- **Problem**:
Copy the data that follows exactly. Include no pictures.

- **Data shown**:
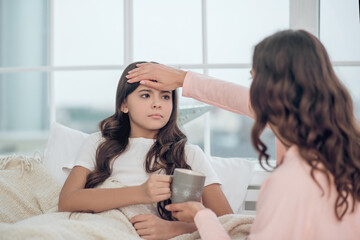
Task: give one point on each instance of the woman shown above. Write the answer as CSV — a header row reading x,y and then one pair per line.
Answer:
x,y
314,192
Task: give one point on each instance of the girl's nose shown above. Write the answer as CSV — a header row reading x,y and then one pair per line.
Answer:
x,y
156,105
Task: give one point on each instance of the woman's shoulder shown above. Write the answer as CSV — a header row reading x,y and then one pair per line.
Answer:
x,y
94,138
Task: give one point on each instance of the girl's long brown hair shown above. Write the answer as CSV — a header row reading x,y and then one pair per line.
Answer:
x,y
296,91
167,153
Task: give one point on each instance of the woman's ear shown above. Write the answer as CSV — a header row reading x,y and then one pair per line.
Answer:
x,y
124,108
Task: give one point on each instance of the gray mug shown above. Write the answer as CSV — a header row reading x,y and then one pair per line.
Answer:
x,y
187,185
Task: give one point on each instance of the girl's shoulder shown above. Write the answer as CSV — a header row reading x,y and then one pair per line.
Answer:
x,y
192,148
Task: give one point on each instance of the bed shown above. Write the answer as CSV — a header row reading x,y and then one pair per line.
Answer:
x,y
30,187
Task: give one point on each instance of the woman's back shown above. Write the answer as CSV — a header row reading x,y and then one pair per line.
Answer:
x,y
292,206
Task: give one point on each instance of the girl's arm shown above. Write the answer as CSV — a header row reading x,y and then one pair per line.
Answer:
x,y
74,197
214,198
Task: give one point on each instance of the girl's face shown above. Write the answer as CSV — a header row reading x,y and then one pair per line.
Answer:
x,y
149,110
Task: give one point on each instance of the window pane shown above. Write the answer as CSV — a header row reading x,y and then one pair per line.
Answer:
x,y
168,31
84,98
88,32
23,33
24,112
230,132
234,27
350,77
340,29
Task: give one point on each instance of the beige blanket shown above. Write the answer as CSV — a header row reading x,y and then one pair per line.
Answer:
x,y
28,209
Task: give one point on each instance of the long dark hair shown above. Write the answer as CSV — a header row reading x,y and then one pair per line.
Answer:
x,y
167,153
296,91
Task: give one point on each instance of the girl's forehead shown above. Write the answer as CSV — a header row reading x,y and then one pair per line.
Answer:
x,y
149,89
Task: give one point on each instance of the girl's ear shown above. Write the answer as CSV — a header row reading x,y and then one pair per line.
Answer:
x,y
124,108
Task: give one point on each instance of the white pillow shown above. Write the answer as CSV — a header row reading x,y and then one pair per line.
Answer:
x,y
235,175
61,150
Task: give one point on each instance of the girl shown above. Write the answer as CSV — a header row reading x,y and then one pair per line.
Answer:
x,y
314,192
140,145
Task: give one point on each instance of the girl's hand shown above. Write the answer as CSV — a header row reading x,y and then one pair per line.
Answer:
x,y
185,211
156,188
149,226
157,76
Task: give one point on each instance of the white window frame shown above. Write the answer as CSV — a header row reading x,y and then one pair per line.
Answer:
x,y
304,14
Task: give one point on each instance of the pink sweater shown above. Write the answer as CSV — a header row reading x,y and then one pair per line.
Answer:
x,y
225,95
290,204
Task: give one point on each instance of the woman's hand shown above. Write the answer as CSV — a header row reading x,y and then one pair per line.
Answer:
x,y
185,211
149,226
156,188
157,76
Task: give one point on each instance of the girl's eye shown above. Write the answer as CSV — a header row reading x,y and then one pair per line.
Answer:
x,y
166,97
145,95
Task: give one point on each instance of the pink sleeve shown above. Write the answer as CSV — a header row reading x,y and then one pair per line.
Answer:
x,y
209,227
279,210
211,90
225,95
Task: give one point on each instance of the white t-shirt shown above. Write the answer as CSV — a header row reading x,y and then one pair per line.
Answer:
x,y
129,167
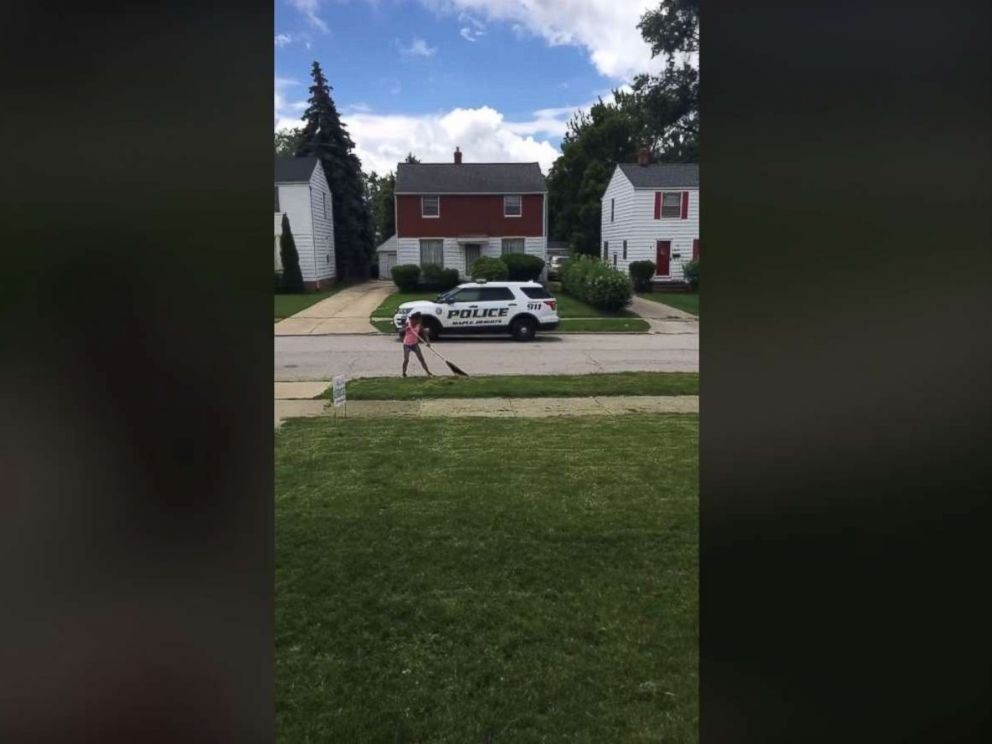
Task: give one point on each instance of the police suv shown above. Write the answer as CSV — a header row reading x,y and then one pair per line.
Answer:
x,y
518,308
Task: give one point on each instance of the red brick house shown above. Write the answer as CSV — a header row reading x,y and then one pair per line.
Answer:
x,y
452,213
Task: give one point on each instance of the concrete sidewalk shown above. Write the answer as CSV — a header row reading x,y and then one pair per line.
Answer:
x,y
346,312
490,407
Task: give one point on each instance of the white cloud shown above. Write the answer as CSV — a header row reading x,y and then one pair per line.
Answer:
x,y
419,48
607,29
309,9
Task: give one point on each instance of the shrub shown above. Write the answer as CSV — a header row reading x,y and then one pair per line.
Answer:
x,y
491,269
438,277
641,272
406,277
292,277
597,283
522,267
691,273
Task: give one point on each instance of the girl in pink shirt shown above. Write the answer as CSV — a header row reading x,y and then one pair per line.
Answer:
x,y
411,342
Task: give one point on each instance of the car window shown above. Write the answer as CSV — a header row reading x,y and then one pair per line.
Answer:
x,y
469,294
495,294
537,293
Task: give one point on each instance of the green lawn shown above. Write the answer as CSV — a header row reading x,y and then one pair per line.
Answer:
x,y
686,301
522,386
467,580
286,305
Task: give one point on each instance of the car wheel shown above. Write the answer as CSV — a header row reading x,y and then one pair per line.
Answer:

- **Solution to this task**:
Task: give one point on each instance of the woman shown above. Write the answer as CSV — a header row reading x,y and then one pair per line.
Answer:
x,y
314,192
Task: give one point on each instance of the girl's nose shown above. Write the answer as CSV — a header row reading x,y and then one pair per line.
Answer:
x,y
156,105
Task: give one point on each instance of the woman's shoulder shown above. Write the answer as CSV — a header row reading x,y and then one pair per line.
Answer:
x,y
94,138
Task: give one point on each instance of the girl's long brown hair shown above. Write the answer as CSV — a header row reading x,y and then one pair per line.
Answer:
x,y
296,91
167,153
Task: give one point on each instance of the woman's ear shown above. Write the answer as CSV — a header row reading x,y and then one pair per line.
Answer:
x,y
124,108
Task: give one point on each instance of the gray mug shown above. Write the answer as CSV — a header row reading x,y and then one pair per line.
Answer:
x,y
187,185
Task: give one point on each instance of the girl's shoulder shown above. Write the answer as CSV — a header row reading x,y and then one pair per line.
Answer:
x,y
192,148
Task: give one point on each instance of the bed shown above. Write the answer as CSV — a header row reading x,y and then one pair per line.
Answer:
x,y
30,187
Task: give one point on each instance of the woman's back shown above. Write the answer as CSV — a header row reading x,y and then one pair per line.
Answer:
x,y
292,206
Task: give one point on each instance of the girl's arm shown above. Write the answer as CSV — a header row reading x,y and then one pair per line.
Answer:
x,y
74,197
214,198
Task: give one point on each instance of the girl's face shown above. Write the answer as CSV — a header row reading x,y and then one pair per line.
Answer:
x,y
149,110
Task: give one point on each instance of the window pane shown above. Write the answer as CSV — a header row reading x,y and then one pair per line.
Answer:
x,y
168,31
84,98
88,32
23,33
24,112
230,132
234,27
350,77
340,29
Task: give one point on each instance of the beige blanket shown above. Write the answer as CSV — a header row reading x,y and then one pair per line.
Answer:
x,y
28,209
Task: give one point on each instance of the long dark hair shown above. Write the answer as CSV — a header row reading x,y and then one pair per line.
Answer:
x,y
167,153
296,91
Task: give one point on each instance of the girl's forehead shown above. Write the answer as CSV — a header row reading x,y and then one pair per line.
Answer:
x,y
149,89
Task: give one point on each instance of the girl's ear shown above. Write the answer as CSV — a header row reading x,y and then one pair per line.
Answer:
x,y
124,108
Task: give one point on each instance of the white pillow shown above. Write the answer as CSV — a header row reading x,y and then one pair per line.
Answer:
x,y
235,175
61,150
Task: give one point on each instance of the girl shown above. Write the answer as CSV — a header row reading x,y and then one pair per line.
Answer:
x,y
314,192
140,145
Task: give one point on each instance of the girl's hand shown above. Write the answer as CSV — a header row reading x,y and then one pair per line.
Answer:
x,y
185,211
156,188
149,226
157,76
Task: give one point on each instance of the white window frame shown above. Write the answer as CSV — a header row reading x,y and then one pair per line.
Answer:
x,y
304,14
Task: give one point on each instance of the pink sweater shown above. Write the answer as CSV — a header row reading x,y and then one pair per line.
Answer:
x,y
225,95
290,204
Task: give one point on each instance of the woman's hand shown above. Write the answer as CSV — a header row reading x,y and then one pair per line.
Answer:
x,y
185,211
149,226
156,188
157,76
Task: give one point on each instance of the girl's eye shown above. Write the answer as CSV — a header row reading x,y and then one pair per line.
Answer:
x,y
166,97
145,95
Task: give one point on each instance of the pink sleeve shown above. Write the answer as CSV — a header row reading x,y and then one pair per line.
Answer:
x,y
209,227
279,210
211,90
225,95
Task: give one point on each instance of the white t-shirt shown above. Write the answer as CSV — a header row reading x,y and then one pair per line.
Answer:
x,y
129,167
Task: give one point on each instance of the police suv shown above. Write the answer as CSV — a header row reading x,y and then one pair per line.
Answer:
x,y
518,308
Task: give one point on each instance of the red brick house shown above. Write the answer as CSV — a header row reading x,y and then one pair per line.
Answer:
x,y
452,213
Task: give one point on each instance of the concrete sidewalk shown above. Write the answer as CSV — a header row reading x,y and then one pair per line.
Answer:
x,y
346,312
490,407
Task: give one point on each instance of the white cloud shown above. Write the answer as CSV — a header row reading x,y and then one pair per line.
Answer:
x,y
419,48
607,29
309,9
Task: give one point on each instance of the shrub shown above. Write the answer as CSV — a header row reading x,y and then one pair per line.
Answer:
x,y
491,269
438,277
641,272
406,277
292,277
597,283
522,267
691,273
Task: give one point on each instance of the girl in pink shirt shown above. Write the answer as CSV — a header row reading x,y and then one pair per line.
Answer:
x,y
411,342
Task: give one point on each instance of the car window shown above. Write the answer as CSV — a header row reading x,y and then one pair per line.
Answer:
x,y
469,294
495,294
537,293
Task: give one point on each instance of the green lawn shown above. Write the answer as CSV — a header row reading x,y and then one pair per line.
Answer:
x,y
686,301
522,386
467,580
286,305
Task: give one point on each instance of the car wheel shown above. Write the answer as CSV — a header row reading x,y and then one pair per line.
Answer:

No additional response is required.